## EXERCISE AIM
Return each line of the records that contains the string "chair", copied unchanged. Matching is case-sensitive.

## MATERIAL FOR THE TASK

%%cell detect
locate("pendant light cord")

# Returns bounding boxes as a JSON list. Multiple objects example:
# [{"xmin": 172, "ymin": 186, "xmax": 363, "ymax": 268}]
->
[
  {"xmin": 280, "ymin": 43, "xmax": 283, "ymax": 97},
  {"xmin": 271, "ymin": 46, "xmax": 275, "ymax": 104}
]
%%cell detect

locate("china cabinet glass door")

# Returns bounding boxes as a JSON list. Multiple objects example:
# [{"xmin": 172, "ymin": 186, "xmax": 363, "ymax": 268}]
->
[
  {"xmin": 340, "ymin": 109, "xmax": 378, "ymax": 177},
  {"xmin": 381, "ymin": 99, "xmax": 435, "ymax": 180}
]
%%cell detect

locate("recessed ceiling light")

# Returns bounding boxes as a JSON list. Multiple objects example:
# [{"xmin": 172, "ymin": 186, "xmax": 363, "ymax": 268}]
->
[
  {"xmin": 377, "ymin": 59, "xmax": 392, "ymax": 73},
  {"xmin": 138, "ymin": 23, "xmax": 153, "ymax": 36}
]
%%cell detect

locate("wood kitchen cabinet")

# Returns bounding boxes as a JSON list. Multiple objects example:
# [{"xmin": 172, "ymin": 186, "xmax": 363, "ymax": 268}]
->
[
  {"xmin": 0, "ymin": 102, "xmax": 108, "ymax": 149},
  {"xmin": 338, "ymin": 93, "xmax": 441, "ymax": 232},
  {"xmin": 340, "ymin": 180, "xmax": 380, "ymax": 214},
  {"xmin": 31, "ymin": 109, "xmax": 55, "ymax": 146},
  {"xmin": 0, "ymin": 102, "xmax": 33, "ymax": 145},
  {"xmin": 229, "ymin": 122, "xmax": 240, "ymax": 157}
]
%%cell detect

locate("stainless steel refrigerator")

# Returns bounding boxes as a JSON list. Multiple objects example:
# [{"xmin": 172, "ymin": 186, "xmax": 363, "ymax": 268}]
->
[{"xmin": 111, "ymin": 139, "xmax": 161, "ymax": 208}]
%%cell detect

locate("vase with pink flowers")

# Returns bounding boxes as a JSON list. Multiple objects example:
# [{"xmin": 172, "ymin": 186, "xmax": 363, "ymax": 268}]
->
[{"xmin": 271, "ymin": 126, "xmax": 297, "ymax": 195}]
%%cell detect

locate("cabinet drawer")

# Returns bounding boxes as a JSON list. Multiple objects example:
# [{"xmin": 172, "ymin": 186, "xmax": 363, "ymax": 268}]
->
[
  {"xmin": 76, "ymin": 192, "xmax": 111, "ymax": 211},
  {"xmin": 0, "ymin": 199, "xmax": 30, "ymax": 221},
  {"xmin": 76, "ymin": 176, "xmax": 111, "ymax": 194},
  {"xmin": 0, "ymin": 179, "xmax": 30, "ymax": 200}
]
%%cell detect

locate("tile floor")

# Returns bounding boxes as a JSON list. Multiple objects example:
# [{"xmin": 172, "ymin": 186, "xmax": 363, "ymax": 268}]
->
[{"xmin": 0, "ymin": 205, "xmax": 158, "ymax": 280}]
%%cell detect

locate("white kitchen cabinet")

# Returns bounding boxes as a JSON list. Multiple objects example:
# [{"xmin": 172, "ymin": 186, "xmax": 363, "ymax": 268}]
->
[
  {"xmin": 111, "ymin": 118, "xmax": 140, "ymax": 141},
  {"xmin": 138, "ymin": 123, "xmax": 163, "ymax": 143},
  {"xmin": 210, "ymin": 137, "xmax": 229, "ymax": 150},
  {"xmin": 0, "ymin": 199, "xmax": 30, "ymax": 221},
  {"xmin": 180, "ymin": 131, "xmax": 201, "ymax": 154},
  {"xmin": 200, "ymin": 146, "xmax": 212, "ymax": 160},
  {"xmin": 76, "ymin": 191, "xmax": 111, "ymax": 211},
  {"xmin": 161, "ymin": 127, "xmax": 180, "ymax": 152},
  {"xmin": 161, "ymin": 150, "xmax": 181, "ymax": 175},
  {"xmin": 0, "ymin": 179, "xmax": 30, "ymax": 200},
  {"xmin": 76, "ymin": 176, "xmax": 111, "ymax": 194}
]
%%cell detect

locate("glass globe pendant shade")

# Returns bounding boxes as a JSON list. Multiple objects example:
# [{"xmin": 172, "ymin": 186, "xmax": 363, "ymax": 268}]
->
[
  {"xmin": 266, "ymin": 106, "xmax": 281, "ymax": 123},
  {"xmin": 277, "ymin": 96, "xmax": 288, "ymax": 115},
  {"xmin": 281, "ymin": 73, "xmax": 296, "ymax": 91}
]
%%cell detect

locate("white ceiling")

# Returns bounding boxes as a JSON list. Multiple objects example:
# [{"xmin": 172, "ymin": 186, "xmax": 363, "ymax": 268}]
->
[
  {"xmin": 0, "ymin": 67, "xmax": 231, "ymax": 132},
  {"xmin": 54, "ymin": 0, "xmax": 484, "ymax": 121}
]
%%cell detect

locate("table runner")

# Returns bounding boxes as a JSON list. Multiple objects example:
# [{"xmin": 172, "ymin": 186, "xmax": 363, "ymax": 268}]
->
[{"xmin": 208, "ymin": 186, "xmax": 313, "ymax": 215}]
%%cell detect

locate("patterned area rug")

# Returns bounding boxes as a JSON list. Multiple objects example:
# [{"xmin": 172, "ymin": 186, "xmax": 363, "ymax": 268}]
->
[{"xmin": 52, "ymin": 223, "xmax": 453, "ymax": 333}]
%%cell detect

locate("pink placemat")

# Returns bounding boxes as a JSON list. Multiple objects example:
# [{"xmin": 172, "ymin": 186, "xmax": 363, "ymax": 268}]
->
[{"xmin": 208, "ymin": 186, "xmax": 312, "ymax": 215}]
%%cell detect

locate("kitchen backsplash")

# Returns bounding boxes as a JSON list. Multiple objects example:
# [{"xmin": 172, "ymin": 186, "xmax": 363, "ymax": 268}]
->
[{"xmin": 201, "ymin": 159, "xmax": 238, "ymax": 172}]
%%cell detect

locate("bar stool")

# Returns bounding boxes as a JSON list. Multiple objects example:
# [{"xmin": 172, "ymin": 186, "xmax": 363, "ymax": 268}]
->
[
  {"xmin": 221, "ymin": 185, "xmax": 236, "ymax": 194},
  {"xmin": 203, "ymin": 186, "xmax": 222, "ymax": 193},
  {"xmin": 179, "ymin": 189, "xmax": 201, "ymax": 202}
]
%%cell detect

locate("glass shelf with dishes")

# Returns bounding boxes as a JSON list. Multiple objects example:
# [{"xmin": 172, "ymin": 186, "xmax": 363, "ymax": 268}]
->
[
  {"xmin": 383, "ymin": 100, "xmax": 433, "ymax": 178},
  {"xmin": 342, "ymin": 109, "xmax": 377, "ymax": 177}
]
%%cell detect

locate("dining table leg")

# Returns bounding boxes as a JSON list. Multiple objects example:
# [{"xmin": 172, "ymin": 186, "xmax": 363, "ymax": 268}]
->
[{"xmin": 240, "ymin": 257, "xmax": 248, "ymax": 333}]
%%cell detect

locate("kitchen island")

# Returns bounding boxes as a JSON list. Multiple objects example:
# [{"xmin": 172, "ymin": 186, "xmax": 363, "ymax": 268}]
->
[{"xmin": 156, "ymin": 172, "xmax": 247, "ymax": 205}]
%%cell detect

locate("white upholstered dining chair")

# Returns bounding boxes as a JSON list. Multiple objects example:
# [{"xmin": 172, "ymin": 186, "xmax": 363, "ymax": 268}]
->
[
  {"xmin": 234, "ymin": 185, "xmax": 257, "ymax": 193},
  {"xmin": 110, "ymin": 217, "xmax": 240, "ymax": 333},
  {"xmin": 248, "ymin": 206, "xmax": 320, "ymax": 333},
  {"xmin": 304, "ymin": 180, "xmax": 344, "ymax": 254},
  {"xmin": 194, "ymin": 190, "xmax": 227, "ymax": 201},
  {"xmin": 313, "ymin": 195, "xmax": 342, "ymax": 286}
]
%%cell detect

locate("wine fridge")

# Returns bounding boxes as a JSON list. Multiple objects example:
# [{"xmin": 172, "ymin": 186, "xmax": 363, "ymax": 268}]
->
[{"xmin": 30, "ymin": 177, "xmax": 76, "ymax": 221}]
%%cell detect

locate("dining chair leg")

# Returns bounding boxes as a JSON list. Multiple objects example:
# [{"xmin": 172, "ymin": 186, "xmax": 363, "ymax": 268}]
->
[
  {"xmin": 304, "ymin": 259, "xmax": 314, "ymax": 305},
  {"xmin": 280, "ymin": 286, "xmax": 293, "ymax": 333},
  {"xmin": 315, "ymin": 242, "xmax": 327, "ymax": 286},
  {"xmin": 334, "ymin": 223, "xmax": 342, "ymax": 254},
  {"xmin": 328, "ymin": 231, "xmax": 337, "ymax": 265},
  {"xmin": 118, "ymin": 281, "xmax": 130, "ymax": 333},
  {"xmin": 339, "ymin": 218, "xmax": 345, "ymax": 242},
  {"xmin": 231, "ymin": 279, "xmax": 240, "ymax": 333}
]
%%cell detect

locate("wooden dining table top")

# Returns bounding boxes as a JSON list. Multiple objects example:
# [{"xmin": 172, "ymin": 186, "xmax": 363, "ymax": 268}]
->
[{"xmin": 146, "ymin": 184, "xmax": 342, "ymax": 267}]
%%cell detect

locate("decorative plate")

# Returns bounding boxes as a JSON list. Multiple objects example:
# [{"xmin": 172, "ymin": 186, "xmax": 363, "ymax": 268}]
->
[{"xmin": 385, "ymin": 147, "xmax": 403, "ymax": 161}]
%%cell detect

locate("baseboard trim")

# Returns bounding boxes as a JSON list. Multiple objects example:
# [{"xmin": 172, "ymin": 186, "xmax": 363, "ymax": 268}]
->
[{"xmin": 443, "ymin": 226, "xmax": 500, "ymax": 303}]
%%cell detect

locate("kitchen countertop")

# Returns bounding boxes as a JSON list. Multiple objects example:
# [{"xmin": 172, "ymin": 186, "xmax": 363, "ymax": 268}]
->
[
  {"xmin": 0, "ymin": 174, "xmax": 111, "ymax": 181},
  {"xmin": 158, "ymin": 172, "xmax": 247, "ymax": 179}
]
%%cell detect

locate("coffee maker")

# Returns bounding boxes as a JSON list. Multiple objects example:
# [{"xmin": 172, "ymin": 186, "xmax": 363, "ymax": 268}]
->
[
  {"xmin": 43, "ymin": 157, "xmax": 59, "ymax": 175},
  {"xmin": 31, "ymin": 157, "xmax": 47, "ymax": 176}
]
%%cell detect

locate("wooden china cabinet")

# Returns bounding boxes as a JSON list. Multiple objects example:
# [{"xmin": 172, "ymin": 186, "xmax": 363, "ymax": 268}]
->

## EXERCISE ANSWER
locate("white upholstered dining chair")
locate("dining chair leg")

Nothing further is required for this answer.